* GIVEN INSTRUCTION 1
Copy the text on St John's from "St John's is a" up to and including "a new town.", renaming "hamlet" as "village".
* GIVEN INSTRUCTION 2
In the text on St John's, translate this sentence into Spanish: "Four years later, the churchwardens held a meeting to decide what to do with the £535.7s thus obtained."

* EXTRACT TO READ
--- Begin ---

St John's is a hamlet on the fringes of Redhill, Surrey, England. The small elevated residential community occupies a conservation area encircled by Earlswood and the wooded Redhill Common, which is connected along two low to mid rise streets with typically woodland-style gardens to Reigate. St John's is in its wider definition one of the three ecclesiastical parishes that make up Redhill. The area around St John's school and church had small beginnings but at one time grew so rapidly it was thought that it was the nucleus of a new town.

== St John's School ==
The history of St John's School began on 21 August 1840 when a decision was taken at a parish vestry meeting to claim compensation from the London, Brighton and South Coast Railway Company for the loss of grazing and other rights when it built the railway across common land in the manor. Four years later, the churchwardens held a meeting to decide what to do with the £535.7s thus obtained. Their decision was to spend one third of it on the poor rate and two thirds on building a National School at St John's. The Schools (Boys', Girls' and Infants') opened in 1845 and St John's, now in the form of a Community Primary school, is still going strong.

== Church of St John the Evangelist ==

The church is Anglican and in the mid-higher category over the standard grade, Grade II*. The first version of the building here was built, on a prominent site on a spur of the North Downs, to designs by James Thomas Knowles (1806–1884), father of Sir James Knowles, in 1843. Aisles were added to designs by Ford & Hesketh 1867. The great change came in 1889, when John Loughborough Pearson was called on to remodel the church. He replaced the original building with a new nave and chancel, retaining the 1867 aisles, and in 1895 he added a new south-west steeple. The Pearson work is faced externally with stock brick with stone dressings, contrasting with the flint facings of the aisles.

--- End ---

Excerpts of pointing data:
--- Begin ---

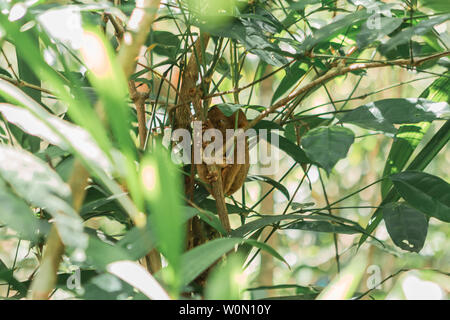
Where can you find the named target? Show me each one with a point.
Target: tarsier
(233, 174)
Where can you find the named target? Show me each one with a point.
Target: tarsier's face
(233, 175)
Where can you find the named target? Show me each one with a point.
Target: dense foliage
(97, 203)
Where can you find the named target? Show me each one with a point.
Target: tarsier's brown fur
(233, 174)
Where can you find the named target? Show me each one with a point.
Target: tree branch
(340, 70)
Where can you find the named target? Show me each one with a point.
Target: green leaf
(437, 5)
(425, 192)
(382, 114)
(324, 226)
(327, 145)
(291, 149)
(272, 182)
(18, 216)
(36, 121)
(368, 35)
(261, 222)
(26, 74)
(405, 142)
(420, 29)
(437, 91)
(224, 281)
(420, 162)
(346, 282)
(293, 74)
(167, 44)
(37, 183)
(162, 190)
(406, 226)
(210, 205)
(339, 25)
(197, 260)
(8, 275)
(229, 109)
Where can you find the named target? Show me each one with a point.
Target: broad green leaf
(26, 74)
(7, 275)
(438, 5)
(210, 205)
(18, 216)
(420, 162)
(162, 190)
(327, 145)
(100, 253)
(408, 137)
(212, 219)
(225, 280)
(419, 29)
(368, 35)
(406, 226)
(38, 122)
(427, 193)
(339, 25)
(229, 108)
(251, 34)
(135, 275)
(66, 136)
(324, 226)
(106, 287)
(293, 74)
(383, 114)
(346, 282)
(79, 107)
(405, 142)
(197, 260)
(37, 183)
(261, 222)
(272, 182)
(291, 149)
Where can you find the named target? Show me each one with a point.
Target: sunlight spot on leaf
(17, 12)
(95, 55)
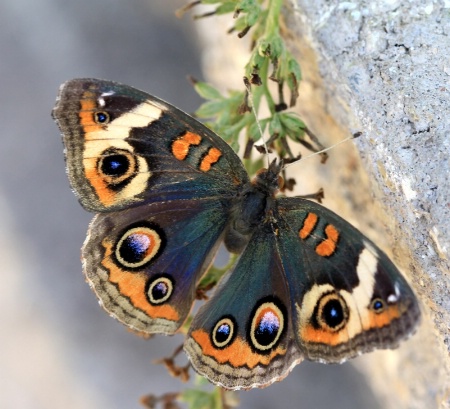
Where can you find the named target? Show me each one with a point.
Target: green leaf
(199, 399)
(211, 108)
(275, 126)
(226, 7)
(294, 68)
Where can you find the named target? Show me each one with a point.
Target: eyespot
(117, 165)
(378, 305)
(159, 289)
(101, 117)
(267, 324)
(332, 312)
(138, 246)
(224, 332)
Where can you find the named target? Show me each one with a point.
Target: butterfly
(167, 192)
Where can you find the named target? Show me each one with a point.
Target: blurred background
(58, 348)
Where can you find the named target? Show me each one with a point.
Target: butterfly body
(168, 191)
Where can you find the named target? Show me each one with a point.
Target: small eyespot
(160, 289)
(101, 117)
(117, 165)
(378, 305)
(267, 324)
(224, 332)
(332, 312)
(138, 246)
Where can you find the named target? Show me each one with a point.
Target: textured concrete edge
(380, 75)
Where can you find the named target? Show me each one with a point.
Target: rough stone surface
(381, 68)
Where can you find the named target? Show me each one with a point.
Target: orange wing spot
(88, 107)
(308, 225)
(132, 285)
(327, 247)
(105, 195)
(211, 157)
(180, 147)
(237, 354)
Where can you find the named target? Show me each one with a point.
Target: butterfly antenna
(248, 86)
(349, 138)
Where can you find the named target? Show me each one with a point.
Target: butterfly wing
(347, 296)
(164, 183)
(308, 285)
(144, 263)
(243, 336)
(125, 148)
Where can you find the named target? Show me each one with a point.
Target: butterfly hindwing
(349, 297)
(144, 263)
(243, 337)
(307, 285)
(125, 148)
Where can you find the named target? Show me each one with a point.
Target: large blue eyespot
(224, 332)
(117, 166)
(139, 245)
(267, 324)
(378, 305)
(160, 289)
(332, 312)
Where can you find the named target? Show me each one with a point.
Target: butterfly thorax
(252, 207)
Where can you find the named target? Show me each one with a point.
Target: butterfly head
(269, 179)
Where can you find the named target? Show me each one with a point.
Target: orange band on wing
(327, 247)
(180, 146)
(132, 285)
(308, 225)
(106, 196)
(211, 157)
(88, 107)
(237, 354)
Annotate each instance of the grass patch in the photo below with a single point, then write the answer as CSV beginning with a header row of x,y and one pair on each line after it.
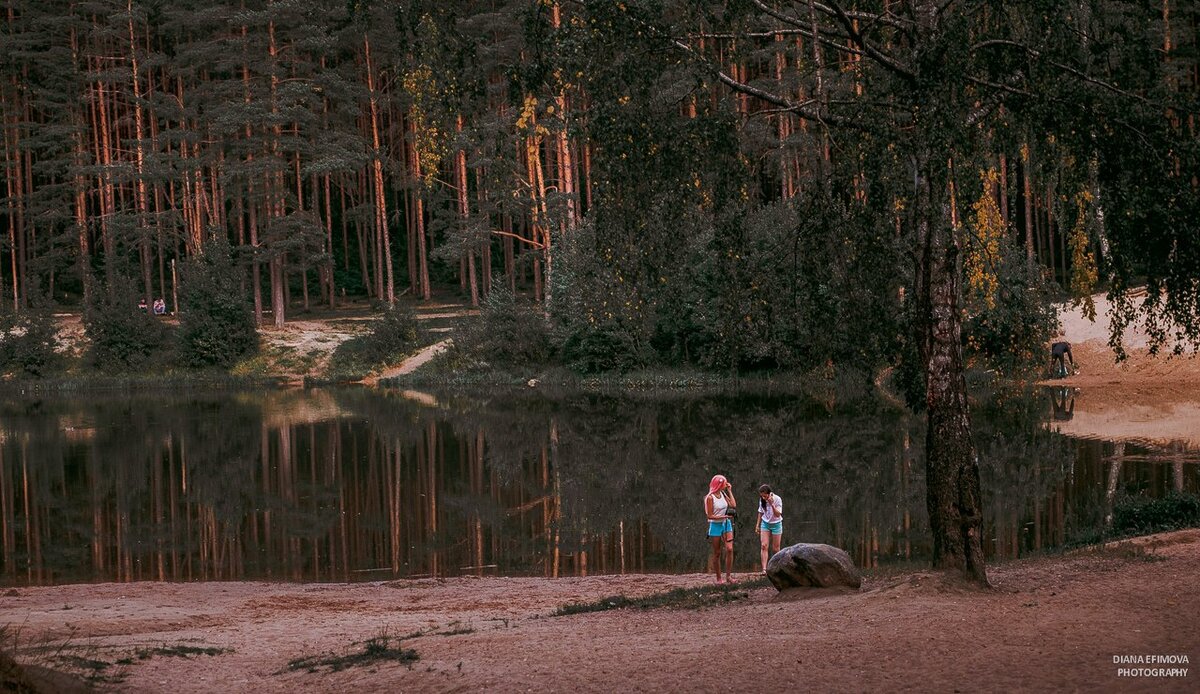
x,y
180,651
676,598
373,651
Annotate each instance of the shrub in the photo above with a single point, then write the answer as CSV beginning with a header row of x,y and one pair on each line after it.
x,y
599,348
123,336
27,341
1138,514
394,335
509,331
216,325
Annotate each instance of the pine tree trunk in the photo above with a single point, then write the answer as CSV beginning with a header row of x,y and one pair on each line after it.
x,y
465,214
377,171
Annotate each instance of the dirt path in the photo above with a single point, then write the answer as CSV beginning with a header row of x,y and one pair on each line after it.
x,y
1049,623
412,364
1146,399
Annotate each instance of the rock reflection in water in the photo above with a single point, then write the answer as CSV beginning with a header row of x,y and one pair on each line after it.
x,y
353,484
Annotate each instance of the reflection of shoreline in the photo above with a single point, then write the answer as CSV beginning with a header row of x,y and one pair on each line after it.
x,y
1133,417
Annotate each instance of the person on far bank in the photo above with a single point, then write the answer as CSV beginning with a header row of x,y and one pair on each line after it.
x,y
720,528
1060,356
771,522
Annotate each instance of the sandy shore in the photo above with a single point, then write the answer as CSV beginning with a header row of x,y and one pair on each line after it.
x,y
1048,623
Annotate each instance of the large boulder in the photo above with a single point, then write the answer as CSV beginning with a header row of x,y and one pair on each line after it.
x,y
804,566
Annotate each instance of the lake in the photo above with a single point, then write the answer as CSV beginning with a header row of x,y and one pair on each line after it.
x,y
348,484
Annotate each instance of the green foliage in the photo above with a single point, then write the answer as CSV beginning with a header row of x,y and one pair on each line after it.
x,y
216,325
510,331
600,348
27,341
124,336
393,335
1139,514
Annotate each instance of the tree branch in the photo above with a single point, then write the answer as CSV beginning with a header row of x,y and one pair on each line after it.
x,y
861,41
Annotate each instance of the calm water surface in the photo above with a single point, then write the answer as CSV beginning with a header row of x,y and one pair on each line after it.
x,y
355,484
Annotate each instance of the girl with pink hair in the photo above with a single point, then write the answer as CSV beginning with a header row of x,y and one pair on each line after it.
x,y
718,504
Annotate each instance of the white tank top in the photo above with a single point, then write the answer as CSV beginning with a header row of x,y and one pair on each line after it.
x,y
719,504
774,509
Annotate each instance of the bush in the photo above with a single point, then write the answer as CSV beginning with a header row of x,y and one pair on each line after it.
x,y
216,325
394,335
123,336
1138,514
601,348
508,333
27,341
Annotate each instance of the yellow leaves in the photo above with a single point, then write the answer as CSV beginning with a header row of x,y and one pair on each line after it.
x,y
528,113
1084,271
982,257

--- End ---

* WRITTEN ANSWER 1
St John's is a village on the fringes of Redhill, Surrey, England. The small elevated residential community occupies a conservation area encircled by Earlswood and the wooded Redhill Common, which is connected along two low to mid rise streets with typically woodland-style gardens to Reigate. St John's is in its wider definition one of the three ecclesiastical parishes that make up Redhill. The area around St John's school and church had small beginnings but at one time grew so rapidly it was thought that it was the nucleus of a new town.

* WRITTEN ANSWER 2
Cuatro años después, los mayordomos de la parroquia celebraron una reunión para decidir qué hacer con las £535.7s obtenidas de ese modo.